• [EXERCISE TASK]:
Copy the records below from their first line up to and including the line with "column 571, row 258", leaving out the picture.

* begin *

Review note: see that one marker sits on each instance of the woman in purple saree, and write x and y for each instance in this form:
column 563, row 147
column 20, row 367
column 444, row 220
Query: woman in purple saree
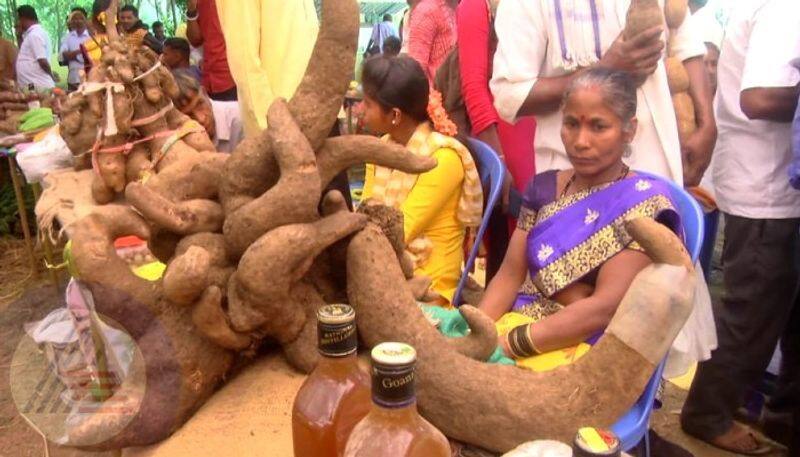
column 571, row 258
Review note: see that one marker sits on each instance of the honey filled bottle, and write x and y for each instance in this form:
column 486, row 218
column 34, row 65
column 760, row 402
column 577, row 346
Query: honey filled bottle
column 393, row 427
column 336, row 395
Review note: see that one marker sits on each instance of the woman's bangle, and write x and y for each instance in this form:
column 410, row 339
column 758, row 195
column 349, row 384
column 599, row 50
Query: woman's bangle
column 520, row 342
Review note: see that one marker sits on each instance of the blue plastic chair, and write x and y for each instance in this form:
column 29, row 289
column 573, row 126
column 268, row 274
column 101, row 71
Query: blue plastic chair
column 492, row 171
column 633, row 426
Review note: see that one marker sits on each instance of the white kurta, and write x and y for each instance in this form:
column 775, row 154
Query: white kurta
column 751, row 157
column 528, row 38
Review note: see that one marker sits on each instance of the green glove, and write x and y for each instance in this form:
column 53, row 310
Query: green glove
column 36, row 119
column 453, row 325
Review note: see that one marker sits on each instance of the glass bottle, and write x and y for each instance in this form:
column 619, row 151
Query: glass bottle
column 393, row 427
column 335, row 396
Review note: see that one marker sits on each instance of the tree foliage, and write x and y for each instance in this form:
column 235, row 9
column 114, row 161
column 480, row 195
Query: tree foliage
column 53, row 14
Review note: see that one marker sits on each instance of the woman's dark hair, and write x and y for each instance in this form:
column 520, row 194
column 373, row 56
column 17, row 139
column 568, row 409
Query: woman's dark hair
column 99, row 6
column 391, row 46
column 397, row 82
column 619, row 90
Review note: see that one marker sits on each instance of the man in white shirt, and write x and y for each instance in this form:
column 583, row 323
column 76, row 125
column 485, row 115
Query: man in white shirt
column 33, row 60
column 757, row 94
column 544, row 44
column 71, row 48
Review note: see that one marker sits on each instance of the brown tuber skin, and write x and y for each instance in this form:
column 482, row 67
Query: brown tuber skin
column 224, row 292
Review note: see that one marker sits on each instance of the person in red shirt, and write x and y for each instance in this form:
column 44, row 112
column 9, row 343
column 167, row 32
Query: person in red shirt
column 432, row 33
column 204, row 29
column 477, row 43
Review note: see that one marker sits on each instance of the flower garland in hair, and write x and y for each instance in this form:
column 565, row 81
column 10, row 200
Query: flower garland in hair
column 441, row 121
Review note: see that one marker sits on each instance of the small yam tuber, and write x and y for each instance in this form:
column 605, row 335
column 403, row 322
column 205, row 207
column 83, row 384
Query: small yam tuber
column 642, row 15
column 684, row 114
column 677, row 76
column 675, row 12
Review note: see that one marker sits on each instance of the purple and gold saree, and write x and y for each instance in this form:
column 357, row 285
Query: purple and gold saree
column 569, row 238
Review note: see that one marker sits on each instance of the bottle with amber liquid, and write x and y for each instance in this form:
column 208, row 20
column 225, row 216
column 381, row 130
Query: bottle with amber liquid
column 336, row 395
column 393, row 427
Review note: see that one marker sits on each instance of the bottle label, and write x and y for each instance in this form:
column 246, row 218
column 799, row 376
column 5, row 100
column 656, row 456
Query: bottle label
column 337, row 340
column 393, row 386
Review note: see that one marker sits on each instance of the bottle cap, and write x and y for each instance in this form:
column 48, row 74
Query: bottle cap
column 590, row 442
column 336, row 314
column 336, row 330
column 393, row 375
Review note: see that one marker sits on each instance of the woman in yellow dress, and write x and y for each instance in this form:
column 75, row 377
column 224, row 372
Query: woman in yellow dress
column 571, row 238
column 438, row 206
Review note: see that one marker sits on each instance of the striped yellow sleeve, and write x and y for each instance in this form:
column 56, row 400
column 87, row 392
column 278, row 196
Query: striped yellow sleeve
column 369, row 179
column 432, row 190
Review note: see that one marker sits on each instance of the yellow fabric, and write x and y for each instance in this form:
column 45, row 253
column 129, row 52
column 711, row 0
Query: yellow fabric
column 434, row 230
column 180, row 30
column 269, row 43
column 94, row 46
column 542, row 362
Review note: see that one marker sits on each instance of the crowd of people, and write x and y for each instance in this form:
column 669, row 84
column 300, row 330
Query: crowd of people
column 583, row 118
column 79, row 49
column 577, row 110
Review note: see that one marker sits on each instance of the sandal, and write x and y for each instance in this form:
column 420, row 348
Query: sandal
column 742, row 440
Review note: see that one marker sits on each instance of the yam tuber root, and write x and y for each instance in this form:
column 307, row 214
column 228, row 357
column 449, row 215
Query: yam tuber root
column 597, row 389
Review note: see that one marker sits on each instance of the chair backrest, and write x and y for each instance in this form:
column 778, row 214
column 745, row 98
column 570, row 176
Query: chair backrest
column 692, row 216
column 492, row 171
column 632, row 427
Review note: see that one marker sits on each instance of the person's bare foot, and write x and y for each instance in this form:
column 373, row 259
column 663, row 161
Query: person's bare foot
column 741, row 439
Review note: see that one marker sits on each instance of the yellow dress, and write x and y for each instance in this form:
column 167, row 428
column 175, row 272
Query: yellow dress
column 269, row 44
column 431, row 210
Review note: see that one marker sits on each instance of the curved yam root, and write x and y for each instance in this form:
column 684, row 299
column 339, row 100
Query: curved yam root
column 420, row 287
column 333, row 203
column 150, row 87
column 111, row 167
column 249, row 172
column 340, row 153
column 95, row 257
column 245, row 318
column 213, row 244
column 187, row 217
column 194, row 177
column 597, row 389
column 212, row 322
column 101, row 193
column 162, row 244
column 659, row 242
column 186, row 276
column 319, row 97
column 293, row 199
column 138, row 163
column 273, row 264
column 480, row 344
column 389, row 220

* end *

• [EXPECTED ANSWER]:
Review note: see that one marker sits on each instance of the woman in purple saree, and write x and y for each instance in this form:
column 563, row 147
column 20, row 367
column 444, row 220
Query: woman in purple saree
column 571, row 258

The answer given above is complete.